Please count the lines in the material below that contain the string "cloud", matching case exactly, and reply with the number alone.

☆ ☆ ☆ ☆ ☆ ☆ ☆

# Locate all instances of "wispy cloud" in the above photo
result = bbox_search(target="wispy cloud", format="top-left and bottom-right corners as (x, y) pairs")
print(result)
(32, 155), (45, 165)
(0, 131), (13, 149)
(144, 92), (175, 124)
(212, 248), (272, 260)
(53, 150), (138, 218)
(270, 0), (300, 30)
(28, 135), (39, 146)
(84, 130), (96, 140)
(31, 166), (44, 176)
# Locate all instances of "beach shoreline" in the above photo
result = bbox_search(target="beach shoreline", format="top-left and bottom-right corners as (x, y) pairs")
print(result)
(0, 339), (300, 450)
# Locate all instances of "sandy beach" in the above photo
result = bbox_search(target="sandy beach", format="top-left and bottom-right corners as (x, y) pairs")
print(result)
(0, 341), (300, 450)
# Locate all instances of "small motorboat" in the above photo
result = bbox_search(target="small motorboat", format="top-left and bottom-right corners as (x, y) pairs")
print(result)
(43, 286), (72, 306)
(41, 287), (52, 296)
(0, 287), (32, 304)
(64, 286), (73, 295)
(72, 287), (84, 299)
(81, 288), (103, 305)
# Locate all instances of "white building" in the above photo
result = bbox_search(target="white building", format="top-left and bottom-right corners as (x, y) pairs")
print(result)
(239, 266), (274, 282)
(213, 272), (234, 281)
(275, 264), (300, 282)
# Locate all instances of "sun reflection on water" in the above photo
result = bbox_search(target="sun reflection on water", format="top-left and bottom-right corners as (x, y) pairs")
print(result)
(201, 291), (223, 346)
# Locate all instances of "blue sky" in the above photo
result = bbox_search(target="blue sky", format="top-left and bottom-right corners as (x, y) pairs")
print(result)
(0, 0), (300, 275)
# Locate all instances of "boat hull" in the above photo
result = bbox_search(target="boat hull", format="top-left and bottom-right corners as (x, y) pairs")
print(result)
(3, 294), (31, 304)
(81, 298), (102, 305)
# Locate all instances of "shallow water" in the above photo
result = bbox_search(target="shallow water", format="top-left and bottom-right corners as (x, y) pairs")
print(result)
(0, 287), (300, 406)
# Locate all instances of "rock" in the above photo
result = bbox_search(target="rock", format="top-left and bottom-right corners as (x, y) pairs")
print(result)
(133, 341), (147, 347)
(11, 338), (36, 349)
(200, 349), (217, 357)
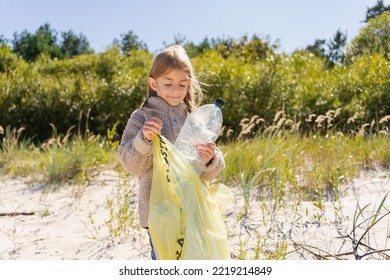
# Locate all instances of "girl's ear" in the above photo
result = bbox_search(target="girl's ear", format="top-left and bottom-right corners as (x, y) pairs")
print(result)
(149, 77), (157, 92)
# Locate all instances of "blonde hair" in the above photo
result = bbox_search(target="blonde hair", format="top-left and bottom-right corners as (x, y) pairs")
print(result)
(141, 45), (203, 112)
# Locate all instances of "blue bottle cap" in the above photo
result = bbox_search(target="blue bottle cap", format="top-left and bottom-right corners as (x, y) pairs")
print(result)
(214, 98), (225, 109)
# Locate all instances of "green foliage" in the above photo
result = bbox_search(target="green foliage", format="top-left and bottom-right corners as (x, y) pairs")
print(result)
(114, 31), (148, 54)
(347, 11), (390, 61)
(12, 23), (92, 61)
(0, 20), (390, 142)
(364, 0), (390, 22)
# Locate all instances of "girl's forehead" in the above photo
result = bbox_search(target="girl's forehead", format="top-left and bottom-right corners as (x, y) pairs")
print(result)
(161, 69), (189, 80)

☆ ☆ ☆ ☆ ☆ ☆ ☆

• **TASK ANSWER**
2